> _WHAT YOU ARE ASKED TO DO_: Rewrite every entry below, replacing "even-odd" with "nonzero" and keeping everything else the same.

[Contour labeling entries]
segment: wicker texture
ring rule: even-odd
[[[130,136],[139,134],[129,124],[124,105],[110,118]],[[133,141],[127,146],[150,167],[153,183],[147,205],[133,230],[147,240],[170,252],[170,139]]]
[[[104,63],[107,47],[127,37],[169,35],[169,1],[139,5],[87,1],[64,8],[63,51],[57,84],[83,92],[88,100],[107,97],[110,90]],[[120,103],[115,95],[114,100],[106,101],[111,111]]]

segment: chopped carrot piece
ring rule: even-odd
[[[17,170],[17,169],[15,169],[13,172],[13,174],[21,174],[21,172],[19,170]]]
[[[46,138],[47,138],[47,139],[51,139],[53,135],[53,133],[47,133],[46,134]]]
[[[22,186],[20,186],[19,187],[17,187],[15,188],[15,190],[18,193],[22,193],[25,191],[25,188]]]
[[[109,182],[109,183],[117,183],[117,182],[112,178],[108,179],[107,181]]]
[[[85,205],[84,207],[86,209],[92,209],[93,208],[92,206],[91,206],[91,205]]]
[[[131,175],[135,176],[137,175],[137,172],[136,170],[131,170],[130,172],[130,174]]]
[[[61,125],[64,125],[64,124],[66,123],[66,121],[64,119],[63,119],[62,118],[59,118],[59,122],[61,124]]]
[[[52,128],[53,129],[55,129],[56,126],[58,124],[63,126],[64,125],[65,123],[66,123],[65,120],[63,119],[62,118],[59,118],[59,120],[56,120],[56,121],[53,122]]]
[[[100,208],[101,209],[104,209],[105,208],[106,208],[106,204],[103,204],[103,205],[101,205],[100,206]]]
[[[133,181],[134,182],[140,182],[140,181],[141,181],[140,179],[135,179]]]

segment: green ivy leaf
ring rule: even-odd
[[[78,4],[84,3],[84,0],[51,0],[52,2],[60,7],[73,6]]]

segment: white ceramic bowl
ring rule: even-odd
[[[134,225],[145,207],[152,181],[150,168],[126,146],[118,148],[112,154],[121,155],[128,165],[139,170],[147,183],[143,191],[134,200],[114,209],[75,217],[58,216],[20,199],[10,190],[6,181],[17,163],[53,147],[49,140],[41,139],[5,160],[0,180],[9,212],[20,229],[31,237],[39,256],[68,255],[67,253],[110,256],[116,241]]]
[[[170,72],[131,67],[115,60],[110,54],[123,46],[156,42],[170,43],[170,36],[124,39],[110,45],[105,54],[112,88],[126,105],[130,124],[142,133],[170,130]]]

> _WRITTEN ANSWER_:
segment: wicker texture
ring rule: nonzero
[[[130,136],[139,134],[129,124],[124,105],[110,118]],[[133,141],[127,146],[150,167],[153,183],[147,205],[133,230],[147,240],[170,252],[170,139]]]
[[[104,63],[107,47],[127,37],[169,35],[169,1],[139,5],[87,1],[64,8],[63,51],[57,84],[83,92],[88,100],[107,97],[110,90]],[[120,103],[115,95],[114,100],[106,101],[111,111]]]

segment: chopped carrot piece
ring rule: nonzero
[[[17,170],[17,169],[15,169],[13,172],[13,174],[21,174],[21,172],[19,170]]]
[[[46,138],[47,138],[47,139],[51,139],[53,135],[53,133],[47,133],[46,134]]]
[[[22,186],[20,186],[19,187],[17,187],[15,188],[15,190],[18,193],[22,193],[25,191],[25,188]]]
[[[109,182],[109,183],[117,183],[117,182],[112,178],[108,179],[107,181]]]
[[[85,205],[84,207],[86,209],[92,209],[93,208],[92,206],[91,206],[91,205]]]
[[[131,175],[135,176],[137,175],[137,172],[136,170],[131,170],[130,172],[130,174]]]
[[[61,125],[64,125],[64,124],[66,123],[66,121],[64,119],[63,119],[62,118],[59,118],[59,122],[61,124]]]
[[[52,128],[53,129],[55,129],[56,126],[58,124],[63,126],[64,125],[65,123],[66,123],[65,120],[63,119],[62,118],[59,118],[59,120],[56,120],[56,121],[53,122]]]
[[[100,208],[101,209],[104,209],[105,208],[106,208],[106,204],[103,204],[103,205],[101,205],[100,206]]]
[[[133,181],[134,182],[140,182],[140,181],[141,181],[140,179],[135,179]]]

segment: green ivy leaf
ring rule: nonzero
[[[78,4],[84,3],[84,0],[51,0],[52,2],[60,7],[73,6]]]

segment: white ceramic bowl
ring rule: nonzero
[[[134,225],[145,207],[152,181],[150,168],[126,146],[118,148],[112,154],[121,155],[128,165],[139,170],[147,183],[143,191],[134,200],[114,209],[75,217],[58,216],[20,199],[10,190],[6,181],[17,163],[53,147],[49,140],[41,139],[5,160],[0,180],[9,212],[20,229],[31,237],[39,256],[68,255],[67,253],[110,256],[116,241]]]
[[[170,72],[131,67],[115,60],[110,54],[123,46],[156,42],[170,43],[170,36],[124,39],[110,45],[105,54],[112,88],[126,105],[130,124],[142,133],[170,130]]]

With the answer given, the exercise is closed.